### What to do
Copy every line of the data that includes the string "distant".

### Data under study
━━━━━━━━━━━━━━━━

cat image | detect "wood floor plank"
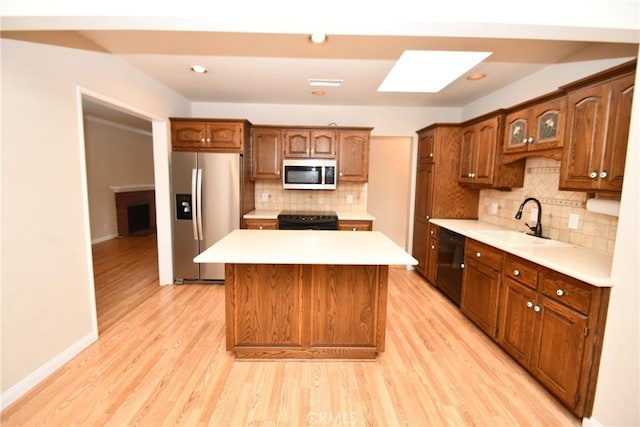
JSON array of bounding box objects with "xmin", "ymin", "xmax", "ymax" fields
[{"xmin": 1, "ymin": 234, "xmax": 581, "ymax": 426}]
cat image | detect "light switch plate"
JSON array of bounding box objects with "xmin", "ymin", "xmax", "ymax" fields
[
  {"xmin": 568, "ymin": 214, "xmax": 580, "ymax": 230},
  {"xmin": 491, "ymin": 203, "xmax": 499, "ymax": 215},
  {"xmin": 346, "ymin": 194, "xmax": 353, "ymax": 204},
  {"xmin": 261, "ymin": 192, "xmax": 269, "ymax": 202},
  {"xmin": 530, "ymin": 208, "xmax": 538, "ymax": 221}
]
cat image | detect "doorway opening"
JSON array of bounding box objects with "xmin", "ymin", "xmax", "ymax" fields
[{"xmin": 82, "ymin": 97, "xmax": 159, "ymax": 333}]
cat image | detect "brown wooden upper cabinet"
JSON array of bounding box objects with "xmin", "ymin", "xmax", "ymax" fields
[
  {"xmin": 560, "ymin": 66, "xmax": 635, "ymax": 193},
  {"xmin": 284, "ymin": 129, "xmax": 336, "ymax": 158},
  {"xmin": 503, "ymin": 95, "xmax": 566, "ymax": 159},
  {"xmin": 337, "ymin": 130, "xmax": 370, "ymax": 182},
  {"xmin": 458, "ymin": 113, "xmax": 525, "ymax": 189},
  {"xmin": 250, "ymin": 127, "xmax": 283, "ymax": 180},
  {"xmin": 171, "ymin": 119, "xmax": 248, "ymax": 153}
]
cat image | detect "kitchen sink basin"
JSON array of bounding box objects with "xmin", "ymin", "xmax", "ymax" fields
[{"xmin": 475, "ymin": 230, "xmax": 572, "ymax": 247}]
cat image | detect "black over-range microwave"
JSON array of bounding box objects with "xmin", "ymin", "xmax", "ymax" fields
[{"xmin": 282, "ymin": 159, "xmax": 337, "ymax": 190}]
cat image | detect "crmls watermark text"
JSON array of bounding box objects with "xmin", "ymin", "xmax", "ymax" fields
[{"xmin": 306, "ymin": 411, "xmax": 358, "ymax": 425}]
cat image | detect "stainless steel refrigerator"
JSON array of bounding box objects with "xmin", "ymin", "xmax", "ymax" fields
[{"xmin": 172, "ymin": 152, "xmax": 241, "ymax": 282}]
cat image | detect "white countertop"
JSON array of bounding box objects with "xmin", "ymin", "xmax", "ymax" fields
[
  {"xmin": 430, "ymin": 219, "xmax": 613, "ymax": 287},
  {"xmin": 194, "ymin": 229, "xmax": 417, "ymax": 266},
  {"xmin": 243, "ymin": 210, "xmax": 376, "ymax": 221}
]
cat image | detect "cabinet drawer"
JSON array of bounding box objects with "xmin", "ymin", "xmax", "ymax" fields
[
  {"xmin": 338, "ymin": 220, "xmax": 372, "ymax": 231},
  {"xmin": 539, "ymin": 270, "xmax": 593, "ymax": 315},
  {"xmin": 504, "ymin": 255, "xmax": 539, "ymax": 290},
  {"xmin": 465, "ymin": 239, "xmax": 504, "ymax": 271},
  {"xmin": 244, "ymin": 218, "xmax": 278, "ymax": 230}
]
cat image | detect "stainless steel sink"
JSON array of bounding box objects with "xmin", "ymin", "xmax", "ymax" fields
[{"xmin": 475, "ymin": 230, "xmax": 572, "ymax": 247}]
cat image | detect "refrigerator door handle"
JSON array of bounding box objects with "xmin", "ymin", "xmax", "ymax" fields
[
  {"xmin": 191, "ymin": 168, "xmax": 199, "ymax": 240},
  {"xmin": 196, "ymin": 168, "xmax": 204, "ymax": 241}
]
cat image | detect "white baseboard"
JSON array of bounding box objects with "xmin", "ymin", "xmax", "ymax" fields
[
  {"xmin": 582, "ymin": 417, "xmax": 604, "ymax": 427},
  {"xmin": 0, "ymin": 331, "xmax": 98, "ymax": 411},
  {"xmin": 91, "ymin": 234, "xmax": 117, "ymax": 245}
]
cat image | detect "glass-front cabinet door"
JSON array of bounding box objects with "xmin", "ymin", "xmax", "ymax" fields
[{"xmin": 504, "ymin": 96, "xmax": 565, "ymax": 154}]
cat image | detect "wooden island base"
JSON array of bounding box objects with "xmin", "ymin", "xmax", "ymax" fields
[{"xmin": 224, "ymin": 263, "xmax": 388, "ymax": 359}]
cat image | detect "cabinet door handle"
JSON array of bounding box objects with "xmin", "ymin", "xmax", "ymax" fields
[
  {"xmin": 589, "ymin": 171, "xmax": 598, "ymax": 179},
  {"xmin": 527, "ymin": 137, "xmax": 534, "ymax": 143},
  {"xmin": 460, "ymin": 263, "xmax": 465, "ymax": 269},
  {"xmin": 431, "ymin": 245, "xmax": 436, "ymax": 249},
  {"xmin": 513, "ymin": 269, "xmax": 521, "ymax": 276},
  {"xmin": 258, "ymin": 226, "xmax": 263, "ymax": 230},
  {"xmin": 600, "ymin": 171, "xmax": 608, "ymax": 179},
  {"xmin": 476, "ymin": 252, "xmax": 482, "ymax": 258},
  {"xmin": 277, "ymin": 170, "xmax": 280, "ymax": 176},
  {"xmin": 556, "ymin": 289, "xmax": 565, "ymax": 296},
  {"xmin": 352, "ymin": 227, "xmax": 357, "ymax": 231},
  {"xmin": 200, "ymin": 137, "xmax": 206, "ymax": 143},
  {"xmin": 339, "ymin": 172, "xmax": 343, "ymax": 177},
  {"xmin": 526, "ymin": 301, "xmax": 533, "ymax": 308},
  {"xmin": 426, "ymin": 215, "xmax": 430, "ymax": 220},
  {"xmin": 533, "ymin": 305, "xmax": 541, "ymax": 312},
  {"xmin": 429, "ymin": 152, "xmax": 434, "ymax": 158}
]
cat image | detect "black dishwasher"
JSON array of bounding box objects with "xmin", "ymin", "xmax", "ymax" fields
[{"xmin": 436, "ymin": 228, "xmax": 466, "ymax": 306}]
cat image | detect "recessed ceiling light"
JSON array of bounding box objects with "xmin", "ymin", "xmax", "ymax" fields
[
  {"xmin": 190, "ymin": 65, "xmax": 208, "ymax": 74},
  {"xmin": 467, "ymin": 73, "xmax": 486, "ymax": 81},
  {"xmin": 309, "ymin": 33, "xmax": 328, "ymax": 44},
  {"xmin": 311, "ymin": 90, "xmax": 325, "ymax": 96},
  {"xmin": 378, "ymin": 50, "xmax": 492, "ymax": 93},
  {"xmin": 308, "ymin": 79, "xmax": 343, "ymax": 87}
]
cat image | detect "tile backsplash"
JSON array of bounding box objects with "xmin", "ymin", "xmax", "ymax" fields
[
  {"xmin": 478, "ymin": 157, "xmax": 618, "ymax": 254},
  {"xmin": 254, "ymin": 181, "xmax": 367, "ymax": 212}
]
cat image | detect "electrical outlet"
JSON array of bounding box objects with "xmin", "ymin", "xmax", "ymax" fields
[
  {"xmin": 530, "ymin": 208, "xmax": 538, "ymax": 222},
  {"xmin": 491, "ymin": 203, "xmax": 499, "ymax": 215},
  {"xmin": 346, "ymin": 194, "xmax": 353, "ymax": 204},
  {"xmin": 568, "ymin": 214, "xmax": 580, "ymax": 230},
  {"xmin": 260, "ymin": 192, "xmax": 269, "ymax": 202}
]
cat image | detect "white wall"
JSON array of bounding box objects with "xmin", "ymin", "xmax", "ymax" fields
[
  {"xmin": 192, "ymin": 102, "xmax": 461, "ymax": 137},
  {"xmin": 368, "ymin": 137, "xmax": 412, "ymax": 249},
  {"xmin": 84, "ymin": 117, "xmax": 154, "ymax": 242},
  {"xmin": 0, "ymin": 38, "xmax": 190, "ymax": 407}
]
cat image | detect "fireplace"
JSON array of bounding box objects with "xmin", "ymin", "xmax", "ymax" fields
[
  {"xmin": 128, "ymin": 203, "xmax": 151, "ymax": 234},
  {"xmin": 113, "ymin": 188, "xmax": 156, "ymax": 237}
]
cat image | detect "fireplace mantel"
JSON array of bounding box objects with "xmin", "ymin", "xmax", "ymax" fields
[{"xmin": 110, "ymin": 184, "xmax": 155, "ymax": 193}]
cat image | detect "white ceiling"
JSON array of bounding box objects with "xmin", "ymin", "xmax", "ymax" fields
[
  {"xmin": 79, "ymin": 31, "xmax": 603, "ymax": 107},
  {"xmin": 2, "ymin": 7, "xmax": 638, "ymax": 127}
]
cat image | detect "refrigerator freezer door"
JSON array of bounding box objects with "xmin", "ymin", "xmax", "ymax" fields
[
  {"xmin": 198, "ymin": 153, "xmax": 241, "ymax": 280},
  {"xmin": 172, "ymin": 152, "xmax": 200, "ymax": 280}
]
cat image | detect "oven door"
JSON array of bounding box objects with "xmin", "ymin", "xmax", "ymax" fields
[{"xmin": 278, "ymin": 217, "xmax": 338, "ymax": 230}]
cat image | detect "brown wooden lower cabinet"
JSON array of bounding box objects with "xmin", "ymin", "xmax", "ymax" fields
[
  {"xmin": 224, "ymin": 263, "xmax": 388, "ymax": 359},
  {"xmin": 338, "ymin": 220, "xmax": 372, "ymax": 231},
  {"xmin": 461, "ymin": 241, "xmax": 610, "ymax": 418}
]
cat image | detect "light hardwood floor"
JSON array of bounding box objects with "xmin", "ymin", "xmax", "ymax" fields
[{"xmin": 1, "ymin": 234, "xmax": 580, "ymax": 426}]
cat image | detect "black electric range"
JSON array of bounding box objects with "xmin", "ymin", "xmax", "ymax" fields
[{"xmin": 277, "ymin": 210, "xmax": 338, "ymax": 230}]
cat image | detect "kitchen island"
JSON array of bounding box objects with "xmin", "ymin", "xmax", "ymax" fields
[{"xmin": 194, "ymin": 229, "xmax": 417, "ymax": 359}]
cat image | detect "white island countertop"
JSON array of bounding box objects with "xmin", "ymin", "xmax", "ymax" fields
[
  {"xmin": 431, "ymin": 219, "xmax": 613, "ymax": 287},
  {"xmin": 194, "ymin": 229, "xmax": 417, "ymax": 266}
]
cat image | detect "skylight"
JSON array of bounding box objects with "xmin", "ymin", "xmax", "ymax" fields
[{"xmin": 378, "ymin": 50, "xmax": 492, "ymax": 93}]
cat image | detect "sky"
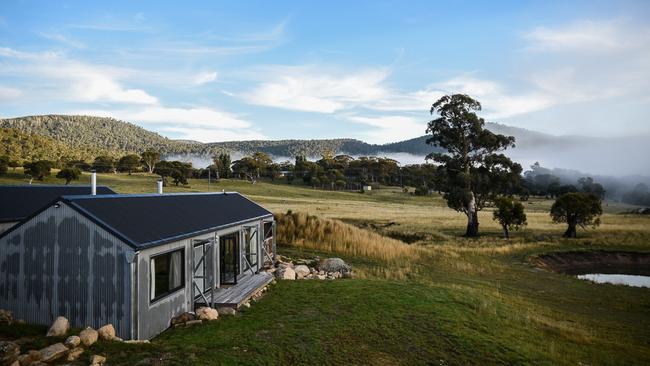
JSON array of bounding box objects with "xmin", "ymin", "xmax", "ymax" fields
[{"xmin": 0, "ymin": 0, "xmax": 649, "ymax": 144}]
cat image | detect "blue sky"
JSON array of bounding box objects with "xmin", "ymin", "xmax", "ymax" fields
[{"xmin": 0, "ymin": 0, "xmax": 649, "ymax": 143}]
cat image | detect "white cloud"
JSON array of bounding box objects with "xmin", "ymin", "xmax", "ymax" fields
[
  {"xmin": 71, "ymin": 105, "xmax": 257, "ymax": 143},
  {"xmin": 345, "ymin": 114, "xmax": 425, "ymax": 144},
  {"xmin": 242, "ymin": 66, "xmax": 390, "ymax": 113},
  {"xmin": 193, "ymin": 71, "xmax": 218, "ymax": 85},
  {"xmin": 158, "ymin": 126, "xmax": 266, "ymax": 142},
  {"xmin": 524, "ymin": 19, "xmax": 649, "ymax": 52},
  {"xmin": 0, "ymin": 86, "xmax": 22, "ymax": 101},
  {"xmin": 0, "ymin": 47, "xmax": 157, "ymax": 104},
  {"xmin": 432, "ymin": 76, "xmax": 556, "ymax": 119}
]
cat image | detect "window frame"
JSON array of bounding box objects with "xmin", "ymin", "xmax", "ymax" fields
[{"xmin": 149, "ymin": 248, "xmax": 185, "ymax": 304}]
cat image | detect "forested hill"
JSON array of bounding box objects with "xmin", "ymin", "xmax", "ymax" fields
[
  {"xmin": 0, "ymin": 115, "xmax": 196, "ymax": 155},
  {"xmin": 1, "ymin": 114, "xmax": 542, "ymax": 158}
]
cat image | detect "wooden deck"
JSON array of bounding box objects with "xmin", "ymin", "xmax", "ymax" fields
[{"xmin": 196, "ymin": 272, "xmax": 274, "ymax": 309}]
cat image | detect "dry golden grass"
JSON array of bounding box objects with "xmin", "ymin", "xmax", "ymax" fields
[{"xmin": 274, "ymin": 211, "xmax": 432, "ymax": 263}]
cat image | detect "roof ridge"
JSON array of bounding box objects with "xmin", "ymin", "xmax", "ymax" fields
[{"xmin": 62, "ymin": 191, "xmax": 241, "ymax": 200}]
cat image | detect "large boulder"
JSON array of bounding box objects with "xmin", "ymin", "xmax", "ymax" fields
[
  {"xmin": 319, "ymin": 258, "xmax": 351, "ymax": 274},
  {"xmin": 0, "ymin": 341, "xmax": 20, "ymax": 365},
  {"xmin": 97, "ymin": 324, "xmax": 116, "ymax": 341},
  {"xmin": 64, "ymin": 335, "xmax": 81, "ymax": 349},
  {"xmin": 196, "ymin": 307, "xmax": 219, "ymax": 321},
  {"xmin": 79, "ymin": 327, "xmax": 98, "ymax": 347},
  {"xmin": 38, "ymin": 343, "xmax": 68, "ymax": 363},
  {"xmin": 294, "ymin": 265, "xmax": 310, "ymax": 279},
  {"xmin": 46, "ymin": 316, "xmax": 69, "ymax": 337},
  {"xmin": 276, "ymin": 267, "xmax": 296, "ymax": 280}
]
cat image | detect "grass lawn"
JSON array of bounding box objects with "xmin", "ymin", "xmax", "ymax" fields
[{"xmin": 1, "ymin": 170, "xmax": 649, "ymax": 365}]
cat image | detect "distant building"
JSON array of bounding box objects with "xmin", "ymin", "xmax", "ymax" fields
[
  {"xmin": 0, "ymin": 192, "xmax": 275, "ymax": 340},
  {"xmin": 0, "ymin": 185, "xmax": 115, "ymax": 234},
  {"xmin": 362, "ymin": 185, "xmax": 372, "ymax": 192}
]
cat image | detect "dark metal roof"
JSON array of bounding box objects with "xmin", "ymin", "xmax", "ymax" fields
[
  {"xmin": 0, "ymin": 185, "xmax": 116, "ymax": 222},
  {"xmin": 62, "ymin": 192, "xmax": 273, "ymax": 249}
]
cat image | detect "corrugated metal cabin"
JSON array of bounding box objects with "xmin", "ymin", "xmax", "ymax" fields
[
  {"xmin": 0, "ymin": 185, "xmax": 116, "ymax": 233},
  {"xmin": 0, "ymin": 192, "xmax": 276, "ymax": 340}
]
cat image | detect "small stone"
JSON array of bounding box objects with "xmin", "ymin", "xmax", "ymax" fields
[
  {"xmin": 64, "ymin": 335, "xmax": 80, "ymax": 349},
  {"xmin": 46, "ymin": 316, "xmax": 69, "ymax": 337},
  {"xmin": 38, "ymin": 343, "xmax": 68, "ymax": 363},
  {"xmin": 18, "ymin": 352, "xmax": 37, "ymax": 366},
  {"xmin": 8, "ymin": 360, "xmax": 19, "ymax": 366},
  {"xmin": 0, "ymin": 341, "xmax": 20, "ymax": 365},
  {"xmin": 316, "ymin": 275, "xmax": 326, "ymax": 280},
  {"xmin": 89, "ymin": 354, "xmax": 106, "ymax": 366},
  {"xmin": 124, "ymin": 340, "xmax": 150, "ymax": 344},
  {"xmin": 242, "ymin": 302, "xmax": 251, "ymax": 308},
  {"xmin": 184, "ymin": 320, "xmax": 203, "ymax": 327},
  {"xmin": 97, "ymin": 324, "xmax": 116, "ymax": 341},
  {"xmin": 0, "ymin": 309, "xmax": 13, "ymax": 325},
  {"xmin": 171, "ymin": 312, "xmax": 196, "ymax": 326},
  {"xmin": 196, "ymin": 307, "xmax": 219, "ymax": 321},
  {"xmin": 66, "ymin": 347, "xmax": 83, "ymax": 361},
  {"xmin": 78, "ymin": 327, "xmax": 98, "ymax": 347},
  {"xmin": 217, "ymin": 307, "xmax": 236, "ymax": 316}
]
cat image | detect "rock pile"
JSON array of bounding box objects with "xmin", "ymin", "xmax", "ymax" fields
[
  {"xmin": 267, "ymin": 256, "xmax": 353, "ymax": 280},
  {"xmin": 171, "ymin": 307, "xmax": 222, "ymax": 328},
  {"xmin": 0, "ymin": 313, "xmax": 122, "ymax": 366}
]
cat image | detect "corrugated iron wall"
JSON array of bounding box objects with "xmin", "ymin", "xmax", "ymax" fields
[{"xmin": 0, "ymin": 203, "xmax": 133, "ymax": 338}]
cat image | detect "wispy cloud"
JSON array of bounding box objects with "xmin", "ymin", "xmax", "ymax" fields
[
  {"xmin": 242, "ymin": 65, "xmax": 390, "ymax": 113},
  {"xmin": 38, "ymin": 32, "xmax": 85, "ymax": 48},
  {"xmin": 0, "ymin": 46, "xmax": 157, "ymax": 104},
  {"xmin": 193, "ymin": 71, "xmax": 218, "ymax": 85},
  {"xmin": 524, "ymin": 19, "xmax": 649, "ymax": 52}
]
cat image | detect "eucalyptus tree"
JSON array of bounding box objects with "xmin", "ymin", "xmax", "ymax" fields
[{"xmin": 426, "ymin": 94, "xmax": 520, "ymax": 237}]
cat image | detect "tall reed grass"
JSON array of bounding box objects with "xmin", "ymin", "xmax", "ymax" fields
[{"xmin": 275, "ymin": 211, "xmax": 426, "ymax": 263}]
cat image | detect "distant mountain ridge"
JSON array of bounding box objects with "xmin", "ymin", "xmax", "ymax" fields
[{"xmin": 0, "ymin": 114, "xmax": 445, "ymax": 157}]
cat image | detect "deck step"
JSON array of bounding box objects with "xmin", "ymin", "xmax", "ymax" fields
[{"xmin": 195, "ymin": 272, "xmax": 273, "ymax": 309}]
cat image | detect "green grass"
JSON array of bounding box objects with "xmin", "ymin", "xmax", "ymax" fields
[{"xmin": 1, "ymin": 170, "xmax": 649, "ymax": 365}]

━━━━━━━━━━━━━━━━

### Answer space
cat image | detect "distant building"
cat image | detect "distant mountain ridge"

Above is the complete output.